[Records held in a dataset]
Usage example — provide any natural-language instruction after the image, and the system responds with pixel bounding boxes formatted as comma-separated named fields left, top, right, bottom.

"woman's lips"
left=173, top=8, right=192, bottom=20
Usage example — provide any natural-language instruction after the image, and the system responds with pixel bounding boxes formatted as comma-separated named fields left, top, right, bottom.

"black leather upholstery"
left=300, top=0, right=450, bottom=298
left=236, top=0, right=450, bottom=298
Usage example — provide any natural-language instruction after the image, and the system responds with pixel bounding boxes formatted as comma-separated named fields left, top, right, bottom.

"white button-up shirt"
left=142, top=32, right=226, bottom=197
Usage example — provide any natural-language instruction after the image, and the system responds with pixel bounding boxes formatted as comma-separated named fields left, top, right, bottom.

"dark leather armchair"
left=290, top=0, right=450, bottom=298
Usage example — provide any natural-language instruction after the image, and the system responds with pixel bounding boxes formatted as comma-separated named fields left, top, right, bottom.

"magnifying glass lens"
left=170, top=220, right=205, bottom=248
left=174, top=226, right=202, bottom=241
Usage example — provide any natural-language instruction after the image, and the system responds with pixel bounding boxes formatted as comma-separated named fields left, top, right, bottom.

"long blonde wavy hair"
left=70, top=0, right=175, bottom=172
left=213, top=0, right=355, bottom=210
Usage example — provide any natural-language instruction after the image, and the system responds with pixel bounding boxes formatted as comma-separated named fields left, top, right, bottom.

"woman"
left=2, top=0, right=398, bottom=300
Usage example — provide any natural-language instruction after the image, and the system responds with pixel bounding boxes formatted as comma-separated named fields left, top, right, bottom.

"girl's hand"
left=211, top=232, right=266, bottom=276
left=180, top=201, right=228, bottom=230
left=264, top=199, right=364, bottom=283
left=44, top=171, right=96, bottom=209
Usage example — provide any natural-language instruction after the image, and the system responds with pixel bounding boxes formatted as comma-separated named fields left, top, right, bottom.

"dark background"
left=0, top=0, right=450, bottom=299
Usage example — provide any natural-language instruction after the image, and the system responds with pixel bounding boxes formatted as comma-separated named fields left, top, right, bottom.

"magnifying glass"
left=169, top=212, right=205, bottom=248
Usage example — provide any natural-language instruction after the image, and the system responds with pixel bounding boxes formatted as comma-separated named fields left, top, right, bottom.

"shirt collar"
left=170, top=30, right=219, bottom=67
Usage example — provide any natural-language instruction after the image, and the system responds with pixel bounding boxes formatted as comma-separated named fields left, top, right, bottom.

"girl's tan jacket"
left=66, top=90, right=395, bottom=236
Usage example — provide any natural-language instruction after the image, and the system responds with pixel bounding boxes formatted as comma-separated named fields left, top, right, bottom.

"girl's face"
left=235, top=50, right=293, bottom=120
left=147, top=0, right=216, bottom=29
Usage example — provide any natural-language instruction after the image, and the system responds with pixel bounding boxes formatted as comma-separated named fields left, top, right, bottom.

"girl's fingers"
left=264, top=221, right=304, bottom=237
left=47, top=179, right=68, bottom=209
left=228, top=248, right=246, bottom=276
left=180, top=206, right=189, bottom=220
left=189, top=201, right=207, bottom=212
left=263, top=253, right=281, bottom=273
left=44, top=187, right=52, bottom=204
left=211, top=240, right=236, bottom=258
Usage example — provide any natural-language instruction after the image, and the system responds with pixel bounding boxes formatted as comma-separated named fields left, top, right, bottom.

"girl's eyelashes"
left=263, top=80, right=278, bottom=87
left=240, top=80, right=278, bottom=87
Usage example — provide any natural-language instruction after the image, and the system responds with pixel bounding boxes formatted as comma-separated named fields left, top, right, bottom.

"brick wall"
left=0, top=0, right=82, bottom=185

## YOUR TASK
Render everything from the start of the records down to and including the line that contains "left=142, top=32, right=226, bottom=197" as a JSON list of strings, with one string per line and blank lines omitted.

## COMPLETED EXERCISE
[
  "Usage example — provide any natural-language instruction after the image, and the system responds with pixel bounding boxes formatted as comma-separated named fields left, top, right, bottom.",
  "\"woman's lips\"",
  "left=173, top=8, right=192, bottom=20",
  "Usage example — provide any natural-language instruction after the image, and the system responds with pixel bounding boxes formatted as comma-separated named fields left, top, right, bottom.",
  "\"black leather upholstery\"",
  "left=300, top=0, right=450, bottom=298",
  "left=236, top=0, right=450, bottom=298",
  "Usage example — provide any natural-language instruction after the image, and the system responds with pixel bounding boxes formatted as comma-separated named fields left, top, right, bottom.",
  "\"white button-up shirt\"",
  "left=142, top=32, right=226, bottom=197"
]